[Information provided]
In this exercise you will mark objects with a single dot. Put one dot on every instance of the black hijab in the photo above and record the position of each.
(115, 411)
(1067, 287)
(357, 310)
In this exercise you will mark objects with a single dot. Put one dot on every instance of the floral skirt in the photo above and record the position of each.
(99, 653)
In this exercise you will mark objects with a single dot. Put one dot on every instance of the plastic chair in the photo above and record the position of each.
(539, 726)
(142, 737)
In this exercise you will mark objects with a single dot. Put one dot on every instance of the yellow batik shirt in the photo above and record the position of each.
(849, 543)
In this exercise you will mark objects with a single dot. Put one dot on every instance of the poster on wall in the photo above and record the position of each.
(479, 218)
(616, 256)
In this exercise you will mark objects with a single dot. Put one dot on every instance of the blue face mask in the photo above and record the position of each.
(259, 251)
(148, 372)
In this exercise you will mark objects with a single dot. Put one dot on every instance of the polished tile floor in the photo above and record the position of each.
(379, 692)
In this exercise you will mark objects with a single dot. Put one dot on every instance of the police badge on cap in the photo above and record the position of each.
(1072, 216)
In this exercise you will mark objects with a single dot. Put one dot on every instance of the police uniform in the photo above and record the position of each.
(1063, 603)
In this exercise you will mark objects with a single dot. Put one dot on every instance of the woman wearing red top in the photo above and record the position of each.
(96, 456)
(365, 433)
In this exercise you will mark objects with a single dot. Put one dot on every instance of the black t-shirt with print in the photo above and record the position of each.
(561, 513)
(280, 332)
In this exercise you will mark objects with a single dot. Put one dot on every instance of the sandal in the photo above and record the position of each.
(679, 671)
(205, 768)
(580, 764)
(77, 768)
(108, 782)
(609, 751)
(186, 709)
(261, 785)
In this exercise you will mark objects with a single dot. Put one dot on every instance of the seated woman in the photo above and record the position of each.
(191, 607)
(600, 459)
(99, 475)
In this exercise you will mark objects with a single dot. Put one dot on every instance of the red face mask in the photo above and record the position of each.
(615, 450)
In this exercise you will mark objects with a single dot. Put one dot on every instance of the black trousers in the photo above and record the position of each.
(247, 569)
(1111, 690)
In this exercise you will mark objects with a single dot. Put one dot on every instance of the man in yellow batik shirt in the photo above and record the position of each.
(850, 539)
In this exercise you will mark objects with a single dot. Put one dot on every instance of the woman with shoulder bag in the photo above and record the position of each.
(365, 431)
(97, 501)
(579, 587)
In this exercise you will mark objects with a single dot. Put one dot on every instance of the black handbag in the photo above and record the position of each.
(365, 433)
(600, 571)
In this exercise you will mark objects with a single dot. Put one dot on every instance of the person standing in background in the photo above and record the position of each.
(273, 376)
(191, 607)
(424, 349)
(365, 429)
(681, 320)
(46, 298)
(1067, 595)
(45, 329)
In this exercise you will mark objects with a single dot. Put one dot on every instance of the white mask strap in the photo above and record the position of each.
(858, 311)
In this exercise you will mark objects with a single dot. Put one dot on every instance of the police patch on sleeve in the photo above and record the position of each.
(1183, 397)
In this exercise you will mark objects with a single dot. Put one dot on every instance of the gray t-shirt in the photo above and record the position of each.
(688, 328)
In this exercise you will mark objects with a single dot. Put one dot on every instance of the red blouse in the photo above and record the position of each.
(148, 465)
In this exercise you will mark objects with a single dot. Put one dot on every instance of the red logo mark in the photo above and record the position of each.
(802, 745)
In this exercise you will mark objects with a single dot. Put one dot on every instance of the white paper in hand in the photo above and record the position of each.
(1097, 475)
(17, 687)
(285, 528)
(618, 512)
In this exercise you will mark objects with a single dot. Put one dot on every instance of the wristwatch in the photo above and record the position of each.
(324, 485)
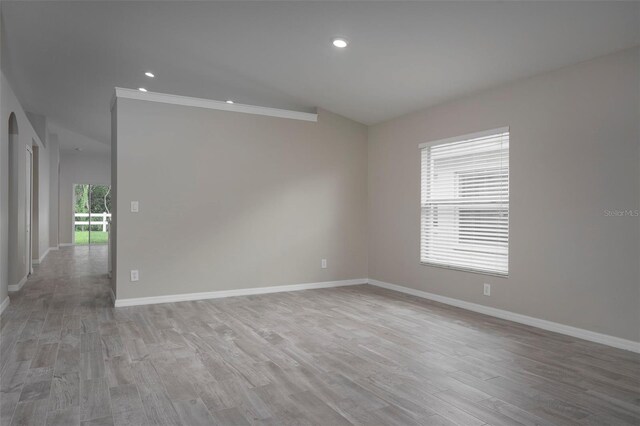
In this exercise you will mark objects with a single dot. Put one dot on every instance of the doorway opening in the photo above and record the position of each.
(92, 214)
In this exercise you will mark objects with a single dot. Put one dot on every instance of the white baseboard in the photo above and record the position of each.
(580, 333)
(17, 287)
(4, 304)
(39, 261)
(230, 293)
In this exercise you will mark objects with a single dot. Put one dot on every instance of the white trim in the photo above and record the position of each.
(39, 261)
(580, 333)
(4, 304)
(211, 104)
(17, 287)
(230, 293)
(465, 137)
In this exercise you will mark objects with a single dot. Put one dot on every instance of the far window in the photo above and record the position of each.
(465, 202)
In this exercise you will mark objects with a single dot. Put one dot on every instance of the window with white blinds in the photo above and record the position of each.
(465, 202)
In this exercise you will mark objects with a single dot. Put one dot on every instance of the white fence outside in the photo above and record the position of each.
(102, 219)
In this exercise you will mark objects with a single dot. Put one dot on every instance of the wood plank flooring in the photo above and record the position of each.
(352, 355)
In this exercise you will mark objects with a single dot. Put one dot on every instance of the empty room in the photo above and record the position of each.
(320, 213)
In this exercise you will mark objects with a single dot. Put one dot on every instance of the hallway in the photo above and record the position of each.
(66, 297)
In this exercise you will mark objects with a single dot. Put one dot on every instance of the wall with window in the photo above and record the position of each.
(574, 163)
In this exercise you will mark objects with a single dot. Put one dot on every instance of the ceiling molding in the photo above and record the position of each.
(210, 104)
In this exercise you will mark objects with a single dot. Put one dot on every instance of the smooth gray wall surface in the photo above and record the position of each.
(78, 168)
(574, 154)
(231, 200)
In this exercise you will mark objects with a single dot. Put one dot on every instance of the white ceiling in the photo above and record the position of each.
(64, 58)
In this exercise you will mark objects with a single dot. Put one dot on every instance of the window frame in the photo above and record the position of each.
(468, 136)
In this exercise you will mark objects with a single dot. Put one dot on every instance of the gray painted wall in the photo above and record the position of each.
(574, 153)
(231, 200)
(13, 266)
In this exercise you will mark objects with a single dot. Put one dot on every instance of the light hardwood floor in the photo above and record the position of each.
(351, 355)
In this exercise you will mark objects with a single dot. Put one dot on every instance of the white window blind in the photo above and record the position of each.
(465, 202)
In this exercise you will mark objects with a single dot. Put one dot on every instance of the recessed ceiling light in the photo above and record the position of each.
(340, 43)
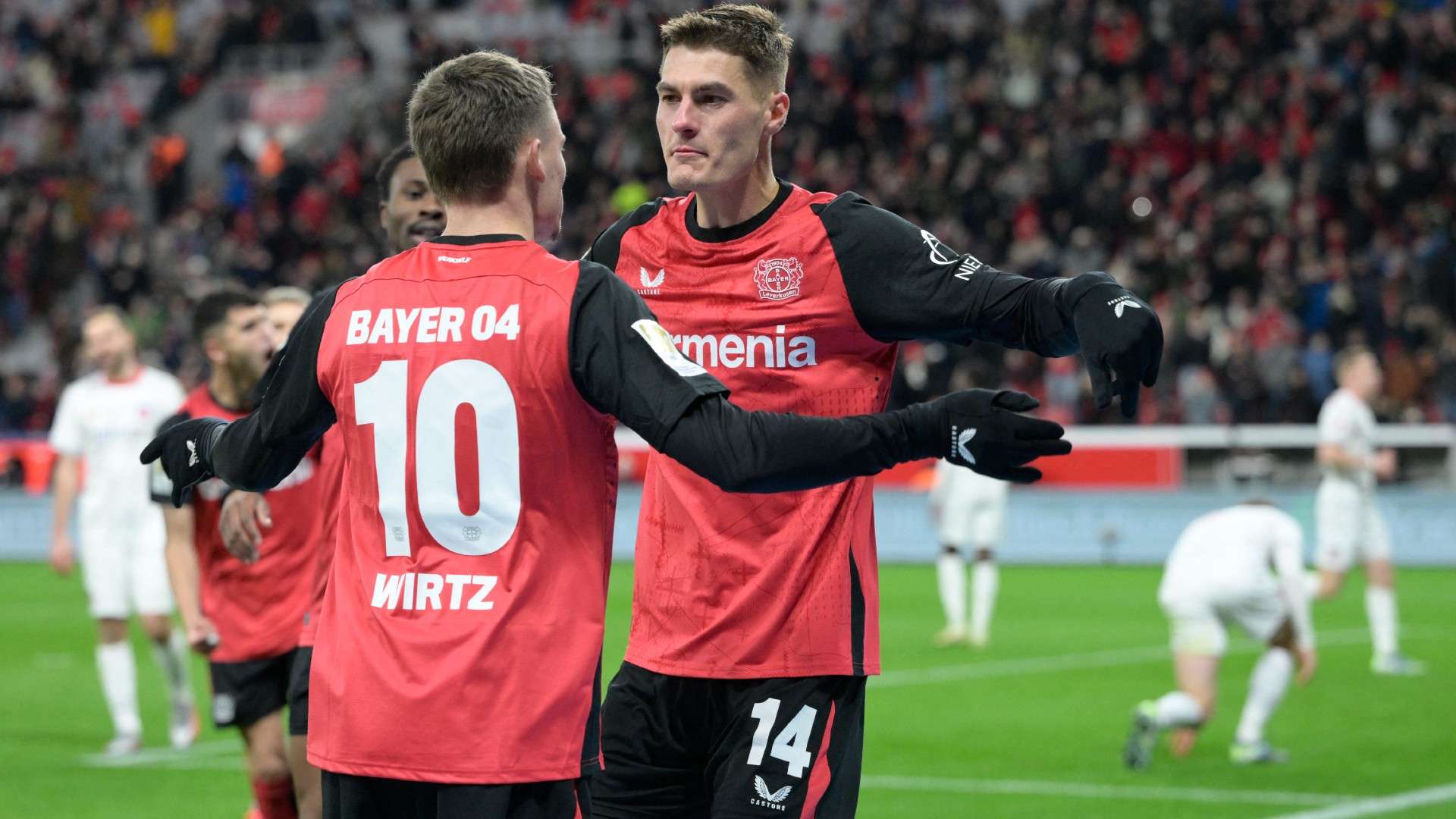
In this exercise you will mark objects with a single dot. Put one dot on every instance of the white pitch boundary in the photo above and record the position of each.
(1107, 657)
(1092, 790)
(168, 757)
(1381, 803)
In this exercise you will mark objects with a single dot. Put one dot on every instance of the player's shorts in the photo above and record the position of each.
(299, 691)
(248, 691)
(974, 519)
(124, 567)
(1348, 528)
(688, 748)
(347, 796)
(1199, 624)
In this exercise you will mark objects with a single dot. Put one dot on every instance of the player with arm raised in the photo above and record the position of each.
(1220, 572)
(797, 302)
(472, 379)
(410, 215)
(245, 615)
(101, 420)
(1347, 515)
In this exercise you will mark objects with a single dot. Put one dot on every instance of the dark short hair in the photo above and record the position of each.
(212, 312)
(384, 177)
(746, 31)
(468, 120)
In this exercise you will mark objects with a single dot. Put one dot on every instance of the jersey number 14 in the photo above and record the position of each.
(382, 401)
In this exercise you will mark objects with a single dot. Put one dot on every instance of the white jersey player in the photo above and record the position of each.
(1219, 573)
(102, 420)
(1348, 522)
(970, 515)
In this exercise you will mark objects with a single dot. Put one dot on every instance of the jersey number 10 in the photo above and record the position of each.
(382, 401)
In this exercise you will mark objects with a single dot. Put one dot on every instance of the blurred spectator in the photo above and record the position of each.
(1277, 178)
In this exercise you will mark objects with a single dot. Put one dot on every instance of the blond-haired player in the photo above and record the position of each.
(1347, 518)
(101, 422)
(1219, 573)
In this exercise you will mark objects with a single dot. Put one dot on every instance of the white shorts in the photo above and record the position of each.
(126, 567)
(1200, 626)
(1348, 528)
(973, 512)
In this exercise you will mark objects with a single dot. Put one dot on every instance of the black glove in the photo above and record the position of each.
(1122, 340)
(184, 449)
(984, 433)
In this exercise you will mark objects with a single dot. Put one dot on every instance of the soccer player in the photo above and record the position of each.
(1219, 573)
(1347, 516)
(970, 513)
(245, 617)
(472, 379)
(410, 213)
(101, 420)
(766, 608)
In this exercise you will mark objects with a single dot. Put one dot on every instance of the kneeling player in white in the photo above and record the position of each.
(102, 420)
(1219, 572)
(970, 513)
(1348, 519)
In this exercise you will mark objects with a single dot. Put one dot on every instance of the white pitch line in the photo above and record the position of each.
(1075, 662)
(1381, 803)
(1092, 790)
(161, 755)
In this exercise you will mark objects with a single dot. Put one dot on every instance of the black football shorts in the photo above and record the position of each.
(248, 691)
(299, 691)
(347, 796)
(689, 748)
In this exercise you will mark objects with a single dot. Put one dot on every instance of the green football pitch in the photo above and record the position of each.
(1031, 726)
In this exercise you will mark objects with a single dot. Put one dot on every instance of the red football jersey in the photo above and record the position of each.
(256, 608)
(331, 475)
(740, 586)
(462, 626)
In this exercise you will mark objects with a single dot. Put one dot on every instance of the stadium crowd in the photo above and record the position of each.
(1277, 178)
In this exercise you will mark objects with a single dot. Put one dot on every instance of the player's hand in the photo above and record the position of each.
(1385, 464)
(182, 449)
(984, 431)
(201, 635)
(63, 554)
(1122, 343)
(1308, 661)
(242, 523)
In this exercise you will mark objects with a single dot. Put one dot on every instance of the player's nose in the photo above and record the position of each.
(685, 121)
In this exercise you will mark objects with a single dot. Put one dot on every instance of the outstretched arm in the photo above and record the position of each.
(259, 450)
(905, 283)
(625, 365)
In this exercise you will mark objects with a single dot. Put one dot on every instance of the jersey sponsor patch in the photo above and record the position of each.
(661, 344)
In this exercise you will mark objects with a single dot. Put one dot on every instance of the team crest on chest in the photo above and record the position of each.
(778, 279)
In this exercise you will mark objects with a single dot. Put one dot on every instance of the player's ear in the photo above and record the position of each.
(213, 349)
(778, 112)
(535, 168)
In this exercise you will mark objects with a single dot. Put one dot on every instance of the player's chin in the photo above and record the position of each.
(682, 177)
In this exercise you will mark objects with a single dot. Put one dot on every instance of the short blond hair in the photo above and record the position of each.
(468, 120)
(746, 31)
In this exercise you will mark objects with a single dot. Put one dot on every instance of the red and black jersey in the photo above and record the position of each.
(331, 475)
(256, 608)
(795, 311)
(472, 382)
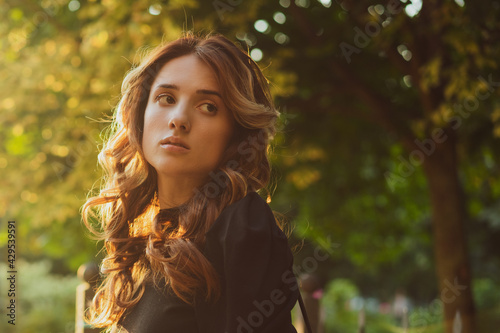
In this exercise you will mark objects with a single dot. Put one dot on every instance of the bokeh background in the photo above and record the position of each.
(386, 165)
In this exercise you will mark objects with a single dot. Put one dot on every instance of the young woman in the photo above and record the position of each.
(190, 245)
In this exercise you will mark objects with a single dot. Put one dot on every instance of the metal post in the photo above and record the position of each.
(89, 274)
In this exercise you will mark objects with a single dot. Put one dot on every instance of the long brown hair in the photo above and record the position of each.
(138, 245)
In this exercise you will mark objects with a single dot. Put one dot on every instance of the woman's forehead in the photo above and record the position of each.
(187, 71)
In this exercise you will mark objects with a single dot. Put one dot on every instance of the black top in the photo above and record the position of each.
(251, 255)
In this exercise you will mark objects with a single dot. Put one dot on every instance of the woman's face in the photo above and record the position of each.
(187, 126)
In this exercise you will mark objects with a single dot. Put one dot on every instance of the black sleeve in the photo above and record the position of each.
(255, 264)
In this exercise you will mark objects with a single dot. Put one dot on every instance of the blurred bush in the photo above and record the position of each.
(45, 302)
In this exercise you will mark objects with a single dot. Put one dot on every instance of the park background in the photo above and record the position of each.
(387, 157)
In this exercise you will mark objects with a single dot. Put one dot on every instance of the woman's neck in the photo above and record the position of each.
(174, 191)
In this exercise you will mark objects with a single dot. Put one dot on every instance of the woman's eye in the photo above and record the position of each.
(165, 99)
(208, 107)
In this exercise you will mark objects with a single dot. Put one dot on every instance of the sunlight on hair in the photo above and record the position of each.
(155, 9)
(326, 3)
(413, 8)
(279, 17)
(74, 5)
(256, 54)
(285, 3)
(262, 26)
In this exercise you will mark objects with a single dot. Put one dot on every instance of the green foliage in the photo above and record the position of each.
(45, 301)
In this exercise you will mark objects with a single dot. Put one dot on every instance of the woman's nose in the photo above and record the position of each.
(180, 118)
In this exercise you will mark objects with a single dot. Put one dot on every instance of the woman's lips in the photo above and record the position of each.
(174, 144)
(174, 148)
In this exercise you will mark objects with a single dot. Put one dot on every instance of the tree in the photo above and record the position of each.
(418, 75)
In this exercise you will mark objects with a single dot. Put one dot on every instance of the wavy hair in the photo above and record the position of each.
(138, 250)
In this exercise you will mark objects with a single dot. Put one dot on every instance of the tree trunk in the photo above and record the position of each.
(450, 248)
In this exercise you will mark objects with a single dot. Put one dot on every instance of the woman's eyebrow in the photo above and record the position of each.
(208, 92)
(167, 86)
(199, 91)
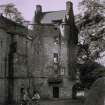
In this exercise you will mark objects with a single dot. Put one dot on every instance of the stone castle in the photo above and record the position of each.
(43, 59)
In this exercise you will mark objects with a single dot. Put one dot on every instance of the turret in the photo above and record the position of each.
(38, 14)
(70, 36)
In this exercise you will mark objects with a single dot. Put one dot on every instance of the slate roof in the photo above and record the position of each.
(49, 17)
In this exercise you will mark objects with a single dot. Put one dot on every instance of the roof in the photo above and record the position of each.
(49, 17)
(12, 27)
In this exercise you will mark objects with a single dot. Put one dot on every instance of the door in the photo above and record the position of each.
(56, 92)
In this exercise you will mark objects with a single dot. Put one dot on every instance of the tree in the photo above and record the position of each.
(91, 44)
(91, 29)
(10, 11)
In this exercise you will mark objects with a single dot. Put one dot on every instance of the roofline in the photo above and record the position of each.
(53, 11)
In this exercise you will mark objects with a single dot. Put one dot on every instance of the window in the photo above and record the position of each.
(55, 57)
(56, 40)
(1, 44)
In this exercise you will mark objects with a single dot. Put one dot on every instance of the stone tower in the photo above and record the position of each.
(70, 36)
(54, 52)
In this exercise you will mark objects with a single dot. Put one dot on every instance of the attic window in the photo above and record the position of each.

[Instructions for the task]
Only the lines from the one that contains "of the turret" through the last line should be repeated, each exactly as it stands, with both ends included.

[Task answer]
In this exercise you will mark objects with a single dot. Put one dot on every instance of the turret in the photo above and record the position of each.
(38, 14)
(70, 36)
In this exercise you will mark objects with a single dot. Put one dot on every instance of the slate roof in the photo above and record the position of each.
(49, 17)
In this exercise you will mark objects with a single dot. Put one dot on every instance of the roof in the photo above and record the position of each.
(49, 17)
(12, 27)
In this exercise you will mark objects with a single dot. Put one dot on every instance of the door in the photo above and record the position of each.
(56, 92)
In this exercise you will mark objects with a single dot. Put one dot on every instance of the tree in the photo above and record the position of each.
(91, 44)
(91, 29)
(10, 11)
In this exercise you will mark objects with a single dot. Put one dot on every instance of the roofline in the photo above and record the position of each.
(53, 11)
In this exercise you will mark objects with a single dot. Put one dot on every instance of the window in the photo above and record the position of each.
(55, 57)
(56, 40)
(1, 44)
In this exercise you will mark objects with a single dot. Put one dot on every instance of the stone tower in the photo above and record the position of each.
(70, 36)
(54, 52)
In this exercise you will mark objects with a single dot. Put one dot on every instance of the attic window in the photo above and record the position of each.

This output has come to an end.